Directions for this task
Copy out the data below word for word, starting at the line that contains "target | curved handrail" and ending with the last line of the data.

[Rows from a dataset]

________________________

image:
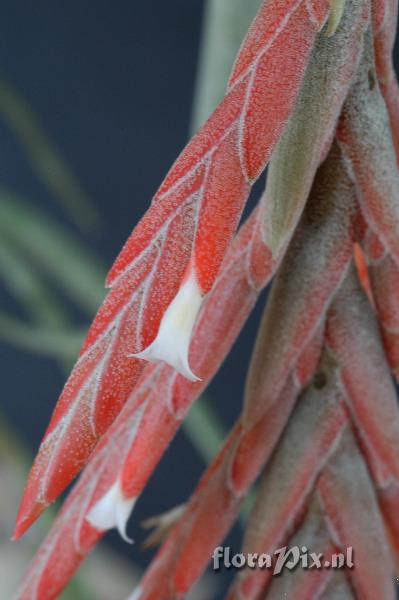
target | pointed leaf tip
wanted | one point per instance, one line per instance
(172, 342)
(112, 510)
(26, 518)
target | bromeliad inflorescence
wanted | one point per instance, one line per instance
(313, 93)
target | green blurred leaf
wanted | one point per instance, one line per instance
(53, 248)
(61, 344)
(26, 285)
(45, 160)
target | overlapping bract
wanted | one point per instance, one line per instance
(313, 87)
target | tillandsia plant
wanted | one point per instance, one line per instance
(313, 93)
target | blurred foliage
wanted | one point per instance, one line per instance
(53, 274)
(49, 270)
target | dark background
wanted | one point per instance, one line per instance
(112, 84)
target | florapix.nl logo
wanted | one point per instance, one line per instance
(282, 558)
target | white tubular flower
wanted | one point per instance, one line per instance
(112, 510)
(173, 339)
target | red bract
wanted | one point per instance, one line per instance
(313, 90)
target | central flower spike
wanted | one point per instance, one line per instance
(173, 339)
(112, 510)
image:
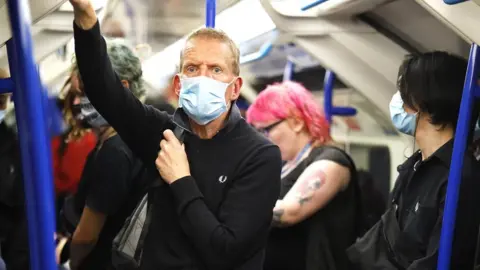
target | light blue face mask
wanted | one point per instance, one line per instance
(2, 115)
(403, 121)
(203, 98)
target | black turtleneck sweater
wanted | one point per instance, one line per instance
(219, 217)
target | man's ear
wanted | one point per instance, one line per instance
(236, 87)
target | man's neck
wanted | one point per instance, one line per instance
(211, 129)
(430, 139)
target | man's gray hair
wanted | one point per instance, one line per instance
(126, 64)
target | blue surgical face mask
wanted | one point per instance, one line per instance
(2, 115)
(403, 121)
(203, 98)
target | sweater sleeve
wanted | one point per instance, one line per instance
(244, 216)
(140, 126)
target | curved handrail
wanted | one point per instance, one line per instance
(313, 4)
(289, 70)
(331, 110)
(264, 50)
(453, 2)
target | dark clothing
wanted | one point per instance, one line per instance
(219, 217)
(110, 179)
(318, 242)
(408, 235)
(13, 219)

________________________

Solution for this task
target | curved handrail
wanted | one point per instance, one line per instance
(313, 4)
(289, 70)
(331, 110)
(264, 50)
(453, 2)
target | dark clothing
wanted | one point per instance, one line per instance
(219, 217)
(110, 179)
(318, 242)
(408, 235)
(13, 219)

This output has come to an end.